Rural Kansas looks toward reopening, but doctor worries it’s too early

photo by: Associated Press

In this Wednesday, April 29, 2020 photo selfie provided by Dr. Beth Oller, Oller, a family physician, smiles while standing outside her medical clinic, just south of Main Street in Stockton, Kan. Oller began preaching social distancing well before her home of Rooks County confirmed its first coronavirus case and now she's nervous about the state reopening its economy too soon. (Dr. Beth Oller via AP)

TOPEKA — Dr. Beth Oller would like Kansas to remain under a stay-at-home order a while longer, even as some neighbors in her rural northwest Kansas county are restless to see business return to normal.

Oller and her husband are family physicians in their late 30s in Stockton, a town of 1,300 people roughly halfway between Kansas City to the east and Denver to the west. They watched as the coronavirus pandemic crept ever closer from those two metropolitan areas, each some 300 miles away.

The first positive case in Rooks County was one of Oller’s patients, confirmed on April 5. A few days after Easter, Oller’s husband displayed mild symptoms. He later tested negative.

Now, as Gov. Laura Kelly prepares to start reopening Kansas businesses next week, Oller worries that the restrictions are being abandoned too soon, with potentially deadly consequences. Meanwhile, neighbors worry that tight restrictions in a rural county with few coronavirus cases will kill their livelihoods.

“I think we need to extend the orders a bit longer,” Oller said in a Zoom interview, adding that she is prepared for a reopening that’s “not going to look like what those of us in the public health sector would love it to look like.”

ENTRIES SHOWN:
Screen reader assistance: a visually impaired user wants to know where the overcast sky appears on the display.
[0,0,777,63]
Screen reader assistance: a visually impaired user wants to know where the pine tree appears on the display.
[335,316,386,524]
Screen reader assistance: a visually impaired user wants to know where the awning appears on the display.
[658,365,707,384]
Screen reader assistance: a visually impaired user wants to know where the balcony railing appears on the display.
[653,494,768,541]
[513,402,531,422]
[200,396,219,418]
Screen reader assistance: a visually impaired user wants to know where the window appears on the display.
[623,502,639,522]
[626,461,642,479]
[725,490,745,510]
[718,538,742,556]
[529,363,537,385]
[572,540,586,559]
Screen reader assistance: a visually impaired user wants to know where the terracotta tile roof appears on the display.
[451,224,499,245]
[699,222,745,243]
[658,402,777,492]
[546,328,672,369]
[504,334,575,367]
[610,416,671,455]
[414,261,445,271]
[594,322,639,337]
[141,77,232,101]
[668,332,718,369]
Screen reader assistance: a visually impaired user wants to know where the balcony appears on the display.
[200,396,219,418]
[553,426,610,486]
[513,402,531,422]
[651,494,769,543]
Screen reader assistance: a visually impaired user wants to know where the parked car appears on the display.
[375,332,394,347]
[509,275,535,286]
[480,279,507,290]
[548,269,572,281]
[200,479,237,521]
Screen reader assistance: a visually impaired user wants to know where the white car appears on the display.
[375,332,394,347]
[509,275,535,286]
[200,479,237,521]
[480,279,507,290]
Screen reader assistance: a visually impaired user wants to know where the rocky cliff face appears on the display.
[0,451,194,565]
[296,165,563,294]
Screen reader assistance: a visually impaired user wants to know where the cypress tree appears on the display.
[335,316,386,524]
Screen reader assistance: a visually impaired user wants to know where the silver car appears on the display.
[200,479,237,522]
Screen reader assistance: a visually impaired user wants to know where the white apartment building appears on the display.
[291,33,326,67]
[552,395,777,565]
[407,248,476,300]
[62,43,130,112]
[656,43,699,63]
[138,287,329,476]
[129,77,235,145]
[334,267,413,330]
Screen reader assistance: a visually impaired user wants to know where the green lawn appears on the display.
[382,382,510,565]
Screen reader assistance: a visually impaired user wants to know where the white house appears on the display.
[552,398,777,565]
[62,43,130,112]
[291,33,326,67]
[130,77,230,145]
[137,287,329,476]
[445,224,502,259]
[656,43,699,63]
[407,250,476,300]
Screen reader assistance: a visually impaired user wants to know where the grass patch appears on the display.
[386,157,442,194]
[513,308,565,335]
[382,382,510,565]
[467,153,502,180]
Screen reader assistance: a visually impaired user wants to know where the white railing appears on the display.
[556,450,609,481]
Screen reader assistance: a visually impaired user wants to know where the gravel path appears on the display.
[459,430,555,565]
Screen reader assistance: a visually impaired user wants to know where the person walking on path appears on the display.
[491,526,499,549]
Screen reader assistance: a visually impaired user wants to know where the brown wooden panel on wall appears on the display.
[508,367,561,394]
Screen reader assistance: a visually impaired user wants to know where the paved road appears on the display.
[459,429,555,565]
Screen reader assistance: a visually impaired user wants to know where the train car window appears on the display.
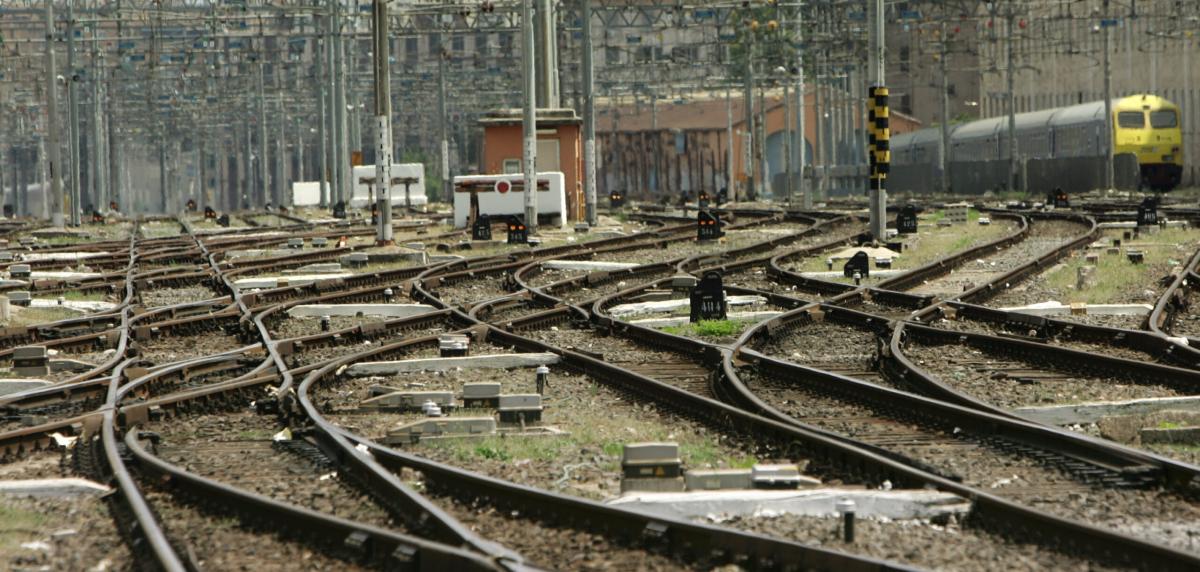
[1117,112,1146,130]
[1150,109,1180,130]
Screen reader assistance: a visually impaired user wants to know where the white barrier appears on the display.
[349,163,430,209]
[292,181,320,206]
[454,173,566,228]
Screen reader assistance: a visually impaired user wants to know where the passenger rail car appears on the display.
[888,94,1183,192]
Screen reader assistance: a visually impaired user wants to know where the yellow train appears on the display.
[888,94,1183,193]
[1112,95,1183,191]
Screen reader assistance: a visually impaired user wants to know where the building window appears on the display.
[604,46,620,66]
[500,32,512,58]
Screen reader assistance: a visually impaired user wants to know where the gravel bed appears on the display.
[433,496,696,571]
[928,319,1159,362]
[1165,303,1200,338]
[138,331,246,366]
[0,451,133,571]
[322,333,806,499]
[524,266,588,288]
[784,214,1016,285]
[139,281,222,308]
[739,368,1200,552]
[154,411,402,529]
[293,325,449,366]
[433,275,512,306]
[721,266,824,302]
[756,321,906,390]
[988,226,1198,307]
[145,489,370,572]
[548,269,676,305]
[904,343,1188,408]
[270,314,389,339]
[720,514,1123,572]
[911,221,1087,300]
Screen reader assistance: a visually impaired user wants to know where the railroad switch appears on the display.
[438,333,470,357]
[8,264,32,281]
[462,381,500,409]
[12,345,50,378]
[6,290,34,307]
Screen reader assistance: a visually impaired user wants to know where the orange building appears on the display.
[479,109,586,221]
[596,94,922,200]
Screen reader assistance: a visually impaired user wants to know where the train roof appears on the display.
[892,125,958,145]
[892,94,1177,147]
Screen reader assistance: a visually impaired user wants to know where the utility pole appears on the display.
[521,0,538,234]
[42,0,64,227]
[743,25,758,202]
[66,0,82,227]
[583,0,596,224]
[1006,5,1020,191]
[796,4,812,211]
[322,0,342,205]
[316,53,331,209]
[254,60,271,207]
[534,0,559,109]
[1100,0,1113,193]
[271,68,288,209]
[725,85,738,201]
[937,22,950,194]
[86,32,108,215]
[439,48,454,209]
[372,0,393,246]
[782,79,793,205]
[868,0,890,240]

REQUIRED WORK:
Answer these questions using the article on rural Kansas reopening.
1. How many people live in Stockton?
2. On what date was the first positive case in Rooks County confirmed?
3. What was the result of the test taken by Oller's husband?

SOLUTION TO THE EXERCISE:
1. 1,300
2. April 5
3. Negative